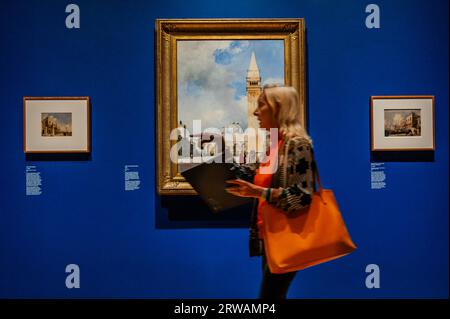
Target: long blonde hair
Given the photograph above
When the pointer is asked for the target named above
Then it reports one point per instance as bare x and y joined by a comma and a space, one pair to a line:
285, 104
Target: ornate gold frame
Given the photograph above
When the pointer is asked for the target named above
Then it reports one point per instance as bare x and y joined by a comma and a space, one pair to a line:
168, 32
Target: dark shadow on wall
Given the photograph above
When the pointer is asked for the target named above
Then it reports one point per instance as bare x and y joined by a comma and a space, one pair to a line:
402, 156
58, 157
177, 212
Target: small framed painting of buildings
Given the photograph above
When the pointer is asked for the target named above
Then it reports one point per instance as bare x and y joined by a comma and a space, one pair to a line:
56, 125
402, 123
210, 73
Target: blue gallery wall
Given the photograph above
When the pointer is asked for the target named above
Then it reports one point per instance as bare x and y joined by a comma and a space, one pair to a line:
126, 244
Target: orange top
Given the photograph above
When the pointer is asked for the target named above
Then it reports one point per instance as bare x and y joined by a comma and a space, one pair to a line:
265, 180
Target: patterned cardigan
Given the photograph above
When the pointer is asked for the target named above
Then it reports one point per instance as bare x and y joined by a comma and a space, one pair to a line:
297, 186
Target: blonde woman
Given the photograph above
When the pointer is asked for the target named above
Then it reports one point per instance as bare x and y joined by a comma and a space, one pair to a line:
278, 107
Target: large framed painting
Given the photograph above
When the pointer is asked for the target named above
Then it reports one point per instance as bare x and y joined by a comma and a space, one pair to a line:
56, 125
210, 74
402, 123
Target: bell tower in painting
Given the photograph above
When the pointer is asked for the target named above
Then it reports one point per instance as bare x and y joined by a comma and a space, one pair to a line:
253, 91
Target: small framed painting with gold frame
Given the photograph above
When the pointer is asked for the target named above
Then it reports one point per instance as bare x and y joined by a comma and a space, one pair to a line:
402, 123
56, 125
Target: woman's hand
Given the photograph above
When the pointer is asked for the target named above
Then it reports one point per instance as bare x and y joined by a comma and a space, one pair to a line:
244, 189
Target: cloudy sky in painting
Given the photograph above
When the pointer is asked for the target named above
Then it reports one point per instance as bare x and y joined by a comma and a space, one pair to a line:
211, 78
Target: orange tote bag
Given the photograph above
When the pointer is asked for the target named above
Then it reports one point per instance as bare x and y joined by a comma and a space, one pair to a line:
311, 236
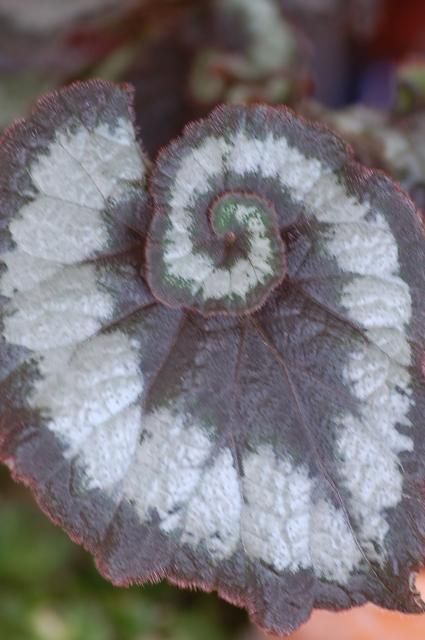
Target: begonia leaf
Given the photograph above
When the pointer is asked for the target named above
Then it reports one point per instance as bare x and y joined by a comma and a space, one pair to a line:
219, 383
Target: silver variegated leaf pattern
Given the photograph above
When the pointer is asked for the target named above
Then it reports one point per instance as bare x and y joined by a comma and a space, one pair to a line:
221, 382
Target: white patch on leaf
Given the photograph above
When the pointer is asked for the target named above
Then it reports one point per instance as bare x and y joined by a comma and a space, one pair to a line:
379, 301
275, 524
213, 515
177, 475
89, 383
60, 311
87, 387
283, 526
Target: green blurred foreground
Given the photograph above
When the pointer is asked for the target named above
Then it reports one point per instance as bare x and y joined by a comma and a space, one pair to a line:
50, 590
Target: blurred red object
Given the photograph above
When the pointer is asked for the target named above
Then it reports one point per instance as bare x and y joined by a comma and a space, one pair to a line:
401, 29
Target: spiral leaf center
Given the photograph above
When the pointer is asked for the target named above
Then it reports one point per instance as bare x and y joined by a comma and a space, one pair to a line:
226, 259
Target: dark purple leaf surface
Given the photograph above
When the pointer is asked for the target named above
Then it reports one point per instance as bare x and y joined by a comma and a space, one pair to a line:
221, 382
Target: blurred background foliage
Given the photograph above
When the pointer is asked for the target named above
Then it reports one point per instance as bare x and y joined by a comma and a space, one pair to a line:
356, 65
50, 590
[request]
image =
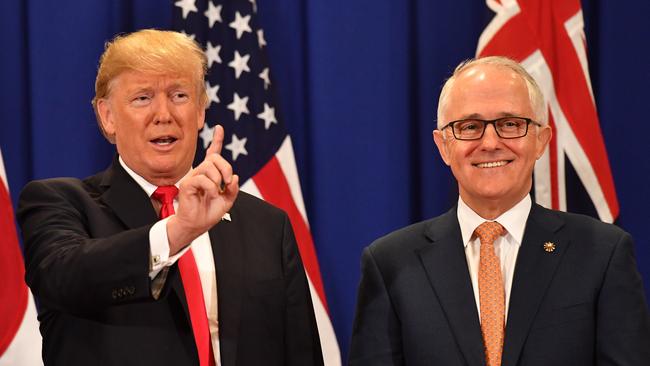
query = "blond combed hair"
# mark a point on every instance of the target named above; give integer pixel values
(151, 51)
(535, 94)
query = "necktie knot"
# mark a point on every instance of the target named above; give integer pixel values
(165, 194)
(489, 231)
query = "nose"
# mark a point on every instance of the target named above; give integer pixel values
(490, 138)
(162, 111)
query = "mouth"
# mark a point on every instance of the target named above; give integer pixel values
(492, 164)
(164, 141)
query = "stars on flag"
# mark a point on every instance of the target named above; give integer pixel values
(240, 64)
(212, 93)
(240, 24)
(236, 66)
(187, 6)
(239, 106)
(264, 75)
(212, 53)
(268, 116)
(260, 38)
(213, 13)
(237, 146)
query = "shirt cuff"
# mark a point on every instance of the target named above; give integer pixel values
(159, 247)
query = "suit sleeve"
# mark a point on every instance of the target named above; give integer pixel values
(66, 268)
(376, 330)
(623, 324)
(302, 343)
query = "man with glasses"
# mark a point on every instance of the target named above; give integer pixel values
(499, 280)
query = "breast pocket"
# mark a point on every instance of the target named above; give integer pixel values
(563, 315)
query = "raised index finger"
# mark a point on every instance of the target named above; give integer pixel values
(217, 141)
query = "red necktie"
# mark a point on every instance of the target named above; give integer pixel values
(491, 293)
(191, 284)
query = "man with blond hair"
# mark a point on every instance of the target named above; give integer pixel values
(153, 262)
(499, 280)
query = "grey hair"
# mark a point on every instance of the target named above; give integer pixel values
(535, 94)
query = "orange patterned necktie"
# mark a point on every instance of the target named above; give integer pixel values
(491, 293)
(191, 284)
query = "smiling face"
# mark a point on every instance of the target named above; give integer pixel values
(154, 120)
(493, 174)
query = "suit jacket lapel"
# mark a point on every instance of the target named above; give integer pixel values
(533, 273)
(446, 267)
(126, 198)
(228, 252)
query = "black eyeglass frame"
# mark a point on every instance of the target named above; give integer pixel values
(490, 122)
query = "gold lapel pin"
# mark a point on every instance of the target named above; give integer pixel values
(549, 247)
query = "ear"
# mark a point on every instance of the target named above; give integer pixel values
(441, 143)
(106, 117)
(544, 135)
(201, 119)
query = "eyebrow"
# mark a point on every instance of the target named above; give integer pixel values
(480, 116)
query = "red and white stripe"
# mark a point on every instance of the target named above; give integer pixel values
(278, 183)
(547, 37)
(20, 341)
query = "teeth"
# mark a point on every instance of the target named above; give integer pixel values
(492, 164)
(163, 141)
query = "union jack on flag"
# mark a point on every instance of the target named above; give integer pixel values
(256, 143)
(547, 37)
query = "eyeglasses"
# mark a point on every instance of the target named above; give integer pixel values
(506, 127)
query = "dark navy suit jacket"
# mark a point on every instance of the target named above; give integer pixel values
(581, 304)
(87, 262)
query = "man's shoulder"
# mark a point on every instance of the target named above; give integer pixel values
(66, 185)
(579, 225)
(249, 204)
(415, 235)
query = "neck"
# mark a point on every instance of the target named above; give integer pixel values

+-------+

What you should do: Restate the whole listing exactly as written, minus the pictures.

Response to this task:
Target: long blonde hair
Given the photograph above
When the pointer is asked for the target named above
Then it reports one point per instance as bare x and y joined by a comma and a space, one pair to a line:
285, 104
Target: ornate gold frame
Given the photograph above
When the pointer is asked for the target named above
Then it reports one point per instance as bare x and y joined by a comma and a space, one pair to a line:
168, 32
Target: dark shadow on wall
Given the photograph above
When the pointer is asked for the target named above
Then it reports one point per instance as bare x and y joined by a comma and a space, one pair to a line:
402, 156
58, 157
177, 212
Target: small framed painting of buildings
Given the photograph above
When the pointer is asked for the target named above
Then it reports one point per instance as bare x and y joined by a comma and a space, one pair to a line:
56, 125
402, 123
210, 73
Target: blue gallery wall
Given the photograph above
When the pointer is asked for the target named above
Then it reports one point per instance as bare x and y joined by a comma and a space, one pair to a line:
126, 244
Target: orange top
Given the photograph above
When the pointer is asked for the target named above
Then it reports one point per instance as bare x and y joined by a comma and a space, one pair to a line:
265, 180
Target: patterned cardigan
Given the photograph above
When the pointer is asked for the target named above
Then it reports one point per instance as bare x and y joined by a comma and a space, one pair to a line:
297, 186
Target: blonde woman
Given the photograph above
When the pointer is asked for the target named above
Then it reports one point per instance as bare x and y joined by a comma and a space, one pair to a line:
278, 107
Target: large framed painting
Given the photograph above
When the pointer is asked for the target named above
Then it reports one point per instance as bare x and y joined by a comma and a space, one pair to a line:
56, 125
210, 74
402, 123
Target: bell tower in painting
Given the photograph above
When the pointer is asked for the target named above
Then it reports one point per instance as bare x and y joined by a comma and a space, one pair to a line:
253, 91
Target: small framed painting with gold frame
Given the photograph above
When the pointer is asked for the target named above
Then it reports one point per instance as bare x and y joined by a comma and a space, one pair to a line:
402, 123
56, 125
Target: woman's hand
Given the photograph above
When the pointer is asked for the target named above
Then it reports one point per instance as bare x and y joined by a comma and a space, one pair to a line:
244, 189
Target: cloudy sky in painting
Given the photograph above
When the pointer is asked for the target named above
Then it reports one point per instance as bare x and y joined by a comma and a space, one pair to a line:
211, 78
Target: orange tote bag
Given the photograph above
When the pointer is asked for the target named above
Then it reports one point per instance as bare x and y joined by a comma and a space, one pair to a line:
311, 236
Target: begonia leaf
Given the photograph above
When the pointer is asked for the target named above
Then it reports one point per instance as bare x and y joined by a comma and a space, one pair to a line:
219, 383
Target: silver variegated leaf pattern
Given the photograph above
When the pointer is asked for the target named above
Then it reports one point per instance as bare x and y joined by a comma and a space, one pair to a line:
221, 382
Target: white patch on leaf
Given the photograph above
When the pointer is asked for the target named above
Then it reports one point per instance as bare x and y joined by a comma and a space, one pair to a line:
379, 301
275, 524
213, 515
177, 475
89, 383
60, 311
87, 387
283, 526
Target: green blurred foreground
Given the photograph above
When the pointer is asked for the target named above
Then it reports one point per instance as bare x and y joined by a comma and a space, one pair to a line:
50, 590
Target: blurred red object
Given the photograph above
When the pointer is asked for the target named above
Then it reports one point per instance as bare x and y joined by a comma and a space, one pair to a line:
401, 29
Target: spiral leaf center
Given the photograph above
When the pointer is asked for the target named above
Then it reports one point per instance as bare x and y joined by a comma and a space, one pair to a line:
226, 259
Target: dark purple leaf surface
Given the photograph above
When the pointer is asked for the target named above
Then it reports one point per instance as bare x and y joined by a comma and a space, one pair to a line:
221, 382
Target: blurred background foliage
Given the photograph above
When the pointer is asked for the target named above
Then it reports one point per instance as bare x and y joined by a comma and a space, one pair to a line:
356, 65
50, 590
[request]
image =
query = "blond combed hair"
# mark a point on every instance of the target named above; give integer pixel values
(151, 51)
(535, 94)
query = "necktie knot"
# mark a point on every instance of the target named above; give integer pixel values
(165, 194)
(489, 231)
query = "nose"
# mark a point on every instance of the target named above; give integer pixel values
(490, 138)
(162, 111)
query = "mouth"
# mark a point on every instance of the target named above; give integer pixel values
(492, 164)
(164, 141)
query = "stars on flag"
# mark a point on every instance of the target named above; give integer pixel values
(240, 64)
(212, 93)
(240, 24)
(236, 66)
(187, 6)
(239, 106)
(264, 75)
(212, 53)
(268, 116)
(260, 38)
(213, 13)
(237, 146)
query = "shirt cuff"
# mark a point on every instance of the target named above; give integer pixel values
(159, 247)
query = "suit sleeve"
# mark a point on every instance of the target named above; give integer pixel values
(66, 268)
(376, 330)
(623, 324)
(302, 343)
query = "man with glasses"
# mark a point on every instance of the target named above; give integer pixel values
(499, 280)
query = "breast pocket"
# mark a point on every instance of the target named above; give integer pixel values
(563, 315)
query = "raised index finger"
# mark a point on every instance of the target named above; give integer pixel values
(217, 141)
query = "red necktie"
# mark a point on every instance of the target named above; give integer pixel values
(491, 293)
(191, 284)
query = "man with blond hair"
# mark a point on every instance of the target named above; give integer pixel values
(153, 262)
(499, 280)
query = "grey hair"
# mark a point on every instance of the target named above; give integer pixel values
(535, 94)
query = "orange patterned necktie"
# mark a point on every instance of the target named above; give integer pixel values
(491, 293)
(191, 284)
query = "smiling face"
# mark a point on every instance of the target named above; give integer pixel values
(154, 120)
(493, 174)
query = "suit jacket lapel"
# mark a point on every instance of the target named above; give integer pixel values
(533, 273)
(446, 267)
(126, 198)
(228, 252)
query = "black eyeglass frame"
# mark a point on every instance of the target named above; give integer pixel values
(490, 122)
query = "gold lapel pin"
# mark a point on every instance of the target named above; give integer pixel values
(549, 247)
query = "ear"
# mark a point on every instance of the target named above; give integer pixel values
(441, 143)
(106, 117)
(544, 135)
(201, 119)
query = "eyebrow"
# mark a point on every instance of the target named above; give integer pixel values
(480, 116)
query = "red and white stripe"
# mark a point on every instance of the target named above; give integer pixel values
(278, 183)
(547, 37)
(20, 341)
query = "teeth"
# mark a point on every instance of the target named above; give integer pixel values
(492, 164)
(163, 141)
query = "union jack on flag"
# mark a point on every instance of the target named above; give integer pixel values
(256, 143)
(547, 37)
query = "eyeglasses"
# mark a point on every instance of the target named above; give integer pixel values
(506, 127)
query = "dark navy suit jacket"
# mark a point on every instance of the target named above; give integer pixel values
(581, 304)
(87, 262)
query = "man's shoulder"
# mark a point on every instance of the target named above; give integer pixel values
(66, 185)
(579, 225)
(249, 204)
(415, 235)
query = "neck"
# mark a point on every instance of the target named above; give integer pixel values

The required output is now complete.